(Beginning of Source passage)
The lengths we go to for childcare April 28, 2010

Filed under: Children,Workplace Relations — jessicachivers @ 9:32 AM
Tags: , ,

I’m sitting in the staffroom of a primary school in West London waiting to talk to a busy Head Teacher about the impact of a parenting programme I’ve been running in his school. I’m thinking about the lady I met on my journey in this morning. She gets on the train behind me and I didn’t notice, until the little voice starts up, that she’s boarded the train with a pushchair and toddler in tow. I get up and offer my seat near the door so she can sit with her son who’s parked in the bit where the doors are. She’s overwhelmingly grateful as though no one’s ever done this for her before. I ask whether this is a one-off and she says yes, people don’t usually lift their heads to notice other people. I say I didn’t mean that – I meant her coming on the train so early with her boy. No she says, I’ve been back at work since January and we do this three times a week. So I ask her about her ‘going back to work’ story and finding childcare. She’s a nurse and she takes her son into London for subsidised childcare at the NHS creche. We talk about this being madness and not what she wants, although it does mean she sees more of her son than if she dropped him at a nursery in her home town. We joke about it hardly been quality time, them both cramped in the commuter coop but accept that you do what you have to and aren’t all us working mothers just muddling through anyway?

I’m wondering why she couldn’t use the NHS staff nursery at the hospital in her home town? It would make more sense and how hard would it be for the powers that be to authorise that change to ’the system’? One NHS, one community, working together and all that? Instead she travels 30 miles with a two-year-old at 7am to get cheaper childcare.

It makes my blood boil that things aren’t easier for working fammilies. Having kids isn’t a lifestyle choice, it’s a necessity to keep our pension system going!

The Head is here, we’re going to talk.
(End of Source passage)
Check each statement against the childcare passage above, answering yes or no and quoting the exact words of the passage that decide it. (a) The woman on the train works as a nurse. (b) She makes the train trip with her son five times a week. (c) She travels 30 miles to get cheaper childcare.
(Beginning of Source information)
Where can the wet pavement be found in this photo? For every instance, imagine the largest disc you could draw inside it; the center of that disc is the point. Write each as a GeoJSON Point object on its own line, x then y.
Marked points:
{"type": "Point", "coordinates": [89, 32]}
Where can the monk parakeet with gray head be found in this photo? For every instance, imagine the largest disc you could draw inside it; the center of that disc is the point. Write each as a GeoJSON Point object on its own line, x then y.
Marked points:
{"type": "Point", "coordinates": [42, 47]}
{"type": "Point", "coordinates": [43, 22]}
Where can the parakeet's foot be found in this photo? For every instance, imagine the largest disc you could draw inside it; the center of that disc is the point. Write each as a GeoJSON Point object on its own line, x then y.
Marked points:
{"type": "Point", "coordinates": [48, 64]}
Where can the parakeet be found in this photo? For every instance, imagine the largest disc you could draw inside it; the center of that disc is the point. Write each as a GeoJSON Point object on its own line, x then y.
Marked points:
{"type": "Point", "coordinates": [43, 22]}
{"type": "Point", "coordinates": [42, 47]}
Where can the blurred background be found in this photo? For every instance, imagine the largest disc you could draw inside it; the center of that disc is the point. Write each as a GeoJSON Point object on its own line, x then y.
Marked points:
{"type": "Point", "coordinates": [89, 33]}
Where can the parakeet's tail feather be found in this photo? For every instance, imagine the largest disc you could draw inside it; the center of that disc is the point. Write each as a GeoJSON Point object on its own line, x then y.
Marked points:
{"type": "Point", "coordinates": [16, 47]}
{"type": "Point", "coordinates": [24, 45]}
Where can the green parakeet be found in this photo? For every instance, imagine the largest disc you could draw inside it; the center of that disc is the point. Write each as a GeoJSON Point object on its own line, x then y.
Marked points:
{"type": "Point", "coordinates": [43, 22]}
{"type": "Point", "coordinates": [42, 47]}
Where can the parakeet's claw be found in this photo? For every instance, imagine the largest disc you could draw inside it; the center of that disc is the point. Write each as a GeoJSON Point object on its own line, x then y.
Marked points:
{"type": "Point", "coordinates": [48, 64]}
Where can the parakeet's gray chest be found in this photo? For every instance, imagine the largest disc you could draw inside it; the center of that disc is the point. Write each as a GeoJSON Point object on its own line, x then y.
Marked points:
(End of Source information)
Solution
(a) Yes: "She’s a nurse"
(b) No: "we do this three times a week"
(c) Yes: "she travels 30 miles with a two-year-old at 7am to get cheaper childcare"